* **Problem to work on**
Would you transcribe the records below exactly, omitting every picture?

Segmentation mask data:
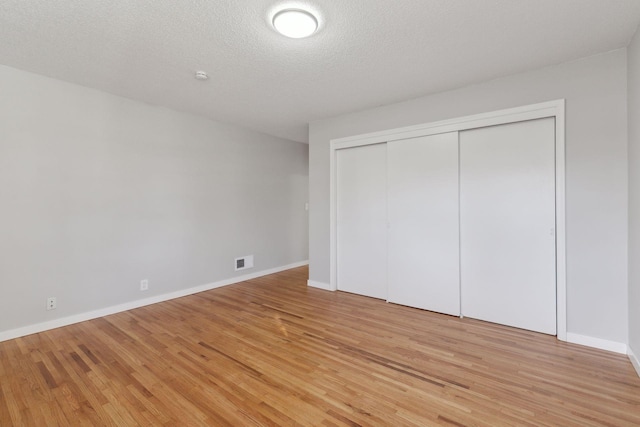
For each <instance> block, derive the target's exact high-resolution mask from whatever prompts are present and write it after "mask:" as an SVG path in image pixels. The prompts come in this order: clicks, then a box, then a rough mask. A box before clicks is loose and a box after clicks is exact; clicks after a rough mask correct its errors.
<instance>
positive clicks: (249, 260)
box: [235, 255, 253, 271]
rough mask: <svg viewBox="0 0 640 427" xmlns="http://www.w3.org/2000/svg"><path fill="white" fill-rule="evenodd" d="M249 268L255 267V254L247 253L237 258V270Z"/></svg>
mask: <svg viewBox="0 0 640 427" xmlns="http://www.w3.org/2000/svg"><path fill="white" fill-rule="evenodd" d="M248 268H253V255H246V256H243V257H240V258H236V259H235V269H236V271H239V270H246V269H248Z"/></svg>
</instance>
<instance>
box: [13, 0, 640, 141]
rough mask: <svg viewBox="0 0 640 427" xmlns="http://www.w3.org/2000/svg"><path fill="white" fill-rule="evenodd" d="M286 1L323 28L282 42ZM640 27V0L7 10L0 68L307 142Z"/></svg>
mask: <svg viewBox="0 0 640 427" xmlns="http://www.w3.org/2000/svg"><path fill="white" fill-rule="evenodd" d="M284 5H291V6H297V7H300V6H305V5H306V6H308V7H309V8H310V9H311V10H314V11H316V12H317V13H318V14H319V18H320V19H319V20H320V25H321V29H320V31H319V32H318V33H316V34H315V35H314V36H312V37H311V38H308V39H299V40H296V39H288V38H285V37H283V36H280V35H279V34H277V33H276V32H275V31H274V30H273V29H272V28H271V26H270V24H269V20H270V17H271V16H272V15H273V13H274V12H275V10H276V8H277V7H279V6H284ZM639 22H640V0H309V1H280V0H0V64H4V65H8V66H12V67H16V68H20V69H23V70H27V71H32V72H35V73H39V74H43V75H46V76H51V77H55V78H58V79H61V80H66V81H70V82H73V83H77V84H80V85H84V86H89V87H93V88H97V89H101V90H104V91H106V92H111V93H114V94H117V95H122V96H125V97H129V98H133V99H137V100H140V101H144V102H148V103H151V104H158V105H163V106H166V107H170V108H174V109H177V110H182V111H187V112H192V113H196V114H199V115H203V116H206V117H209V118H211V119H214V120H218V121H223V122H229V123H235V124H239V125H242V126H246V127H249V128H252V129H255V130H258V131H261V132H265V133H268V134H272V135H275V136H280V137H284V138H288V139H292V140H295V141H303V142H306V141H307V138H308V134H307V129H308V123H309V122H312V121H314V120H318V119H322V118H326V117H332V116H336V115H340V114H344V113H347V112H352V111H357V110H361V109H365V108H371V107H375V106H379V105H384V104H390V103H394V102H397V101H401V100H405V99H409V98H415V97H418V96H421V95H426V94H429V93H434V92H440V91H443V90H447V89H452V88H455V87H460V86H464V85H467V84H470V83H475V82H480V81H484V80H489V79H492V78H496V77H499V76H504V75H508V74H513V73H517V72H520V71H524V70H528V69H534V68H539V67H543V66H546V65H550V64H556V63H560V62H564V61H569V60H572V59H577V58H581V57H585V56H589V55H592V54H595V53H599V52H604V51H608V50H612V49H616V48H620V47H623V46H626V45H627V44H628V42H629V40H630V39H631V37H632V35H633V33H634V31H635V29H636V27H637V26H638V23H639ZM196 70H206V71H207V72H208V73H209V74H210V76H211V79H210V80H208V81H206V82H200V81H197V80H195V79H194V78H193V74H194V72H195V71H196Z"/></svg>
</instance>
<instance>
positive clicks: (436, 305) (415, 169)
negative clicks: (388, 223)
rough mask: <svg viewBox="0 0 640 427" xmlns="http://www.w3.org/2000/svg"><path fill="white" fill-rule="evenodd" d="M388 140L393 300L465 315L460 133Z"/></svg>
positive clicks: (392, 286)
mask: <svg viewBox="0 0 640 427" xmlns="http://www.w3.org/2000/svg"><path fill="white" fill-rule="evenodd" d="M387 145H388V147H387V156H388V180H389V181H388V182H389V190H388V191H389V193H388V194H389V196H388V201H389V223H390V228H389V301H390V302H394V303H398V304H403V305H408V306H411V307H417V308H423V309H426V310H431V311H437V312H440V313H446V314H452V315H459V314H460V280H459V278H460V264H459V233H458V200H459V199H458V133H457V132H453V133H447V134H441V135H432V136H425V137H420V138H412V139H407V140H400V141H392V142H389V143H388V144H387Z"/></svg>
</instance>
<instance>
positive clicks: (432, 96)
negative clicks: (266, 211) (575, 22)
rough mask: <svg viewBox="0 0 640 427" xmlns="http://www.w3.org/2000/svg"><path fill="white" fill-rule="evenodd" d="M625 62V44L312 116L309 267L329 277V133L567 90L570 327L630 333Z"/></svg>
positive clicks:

* **Task response**
For each <instance> block, derive the target's exact high-resolution mask from whatever prompts are present and write it after "mask:" as an SVG path in image pixels. The prompts come in this order: clicks, then a box, then a rough mask. A box before clicks is loose and a box after clicks is exact; clicks after a rough mask correct its errors.
<instance>
positive clicks: (249, 260)
box: [235, 255, 253, 271]
rough mask: <svg viewBox="0 0 640 427" xmlns="http://www.w3.org/2000/svg"><path fill="white" fill-rule="evenodd" d="M249 268L255 267V254L247 253L237 258V270Z"/></svg>
mask: <svg viewBox="0 0 640 427" xmlns="http://www.w3.org/2000/svg"><path fill="white" fill-rule="evenodd" d="M248 268H253V255H246V256H243V257H240V258H236V259H235V269H236V271H239V270H246V269H248Z"/></svg>
</instance>
<instance>
box: [13, 0, 640, 141]
rough mask: <svg viewBox="0 0 640 427" xmlns="http://www.w3.org/2000/svg"><path fill="white" fill-rule="evenodd" d="M286 1L323 28L282 42ZM640 27V0L7 10L0 68L307 142Z"/></svg>
mask: <svg viewBox="0 0 640 427" xmlns="http://www.w3.org/2000/svg"><path fill="white" fill-rule="evenodd" d="M284 5H291V6H297V7H300V6H305V5H306V6H308V7H309V8H310V9H311V10H314V11H316V12H317V13H318V14H319V18H320V19H319V20H320V25H321V29H320V31H319V32H318V33H316V34H315V35H314V36H312V37H311V38H308V39H299V40H296V39H288V38H285V37H283V36H280V35H279V34H277V33H276V32H275V31H274V30H273V29H272V28H271V26H270V24H269V20H270V17H271V16H272V15H273V13H274V12H275V10H276V8H277V7H279V6H284ZM639 22H640V0H309V1H280V0H0V64H4V65H8V66H12V67H16V68H20V69H23V70H27V71H32V72H35V73H39V74H43V75H46V76H51V77H55V78H58V79H61V80H66V81H70V82H73V83H77V84H80V85H84V86H89V87H93V88H97V89H101V90H104V91H106V92H111V93H114V94H117V95H122V96H125V97H129V98H133V99H137V100H140V101H144V102H148V103H151V104H158V105H163V106H166V107H170V108H174V109H177V110H182V111H187V112H192V113H196V114H199V115H203V116H206V117H209V118H211V119H214V120H218V121H223V122H229V123H235V124H239V125H242V126H246V127H249V128H252V129H255V130H258V131H261V132H265V133H268V134H272V135H275V136H280V137H284V138H288V139H292V140H295V141H303V142H306V141H307V138H308V134H307V129H308V123H309V122H312V121H314V120H318V119H322V118H326V117H332V116H336V115H340V114H344V113H347V112H352V111H357V110H361V109H365V108H371V107H375V106H379V105H384V104H390V103H394V102H397V101H401V100H405V99H409V98H415V97H418V96H421V95H426V94H429V93H434V92H440V91H443V90H447V89H452V88H455V87H460V86H464V85H467V84H470V83H475V82H480V81H484V80H489V79H492V78H496V77H499V76H504V75H508V74H513V73H517V72H520V71H524V70H528V69H534V68H539V67H543V66H546V65H550V64H556V63H560V62H564V61H569V60H572V59H577V58H581V57H585V56H589V55H592V54H595V53H599V52H604V51H608V50H612V49H616V48H620V47H623V46H626V45H627V44H628V42H629V40H630V39H631V37H632V35H633V33H634V31H635V29H636V27H637V26H638V23H639ZM196 70H206V71H207V72H208V73H209V74H210V76H211V79H210V80H208V81H206V82H200V81H197V80H195V79H194V78H193V74H194V72H195V71H196Z"/></svg>
</instance>
<instance>
positive clicks: (436, 305) (415, 169)
negative clicks: (388, 223)
rough mask: <svg viewBox="0 0 640 427" xmlns="http://www.w3.org/2000/svg"><path fill="white" fill-rule="evenodd" d="M388 140L393 300L465 315L460 133Z"/></svg>
positive clicks: (392, 286)
mask: <svg viewBox="0 0 640 427" xmlns="http://www.w3.org/2000/svg"><path fill="white" fill-rule="evenodd" d="M387 145H388V147H387V156H388V180H389V181H388V182H389V190H388V191H389V193H388V194H389V196H388V201H389V223H390V228H389V301H390V302H394V303H398V304H403V305H408V306H411V307H417V308H423V309H426V310H431V311H437V312H440V313H446V314H452V315H459V314H460V280H459V278H460V264H459V233H458V200H459V199H458V133H457V132H453V133H447V134H441V135H432V136H425V137H420V138H412V139H407V140H400V141H392V142H389V143H388V144H387Z"/></svg>
</instance>
<instance>
positive clicks: (432, 96)
negative clicks: (266, 211) (575, 22)
rough mask: <svg viewBox="0 0 640 427" xmlns="http://www.w3.org/2000/svg"><path fill="white" fill-rule="evenodd" d="M625 62V44L312 116L309 267L329 277V133L567 90L570 327L630 333Z"/></svg>
positive clicks:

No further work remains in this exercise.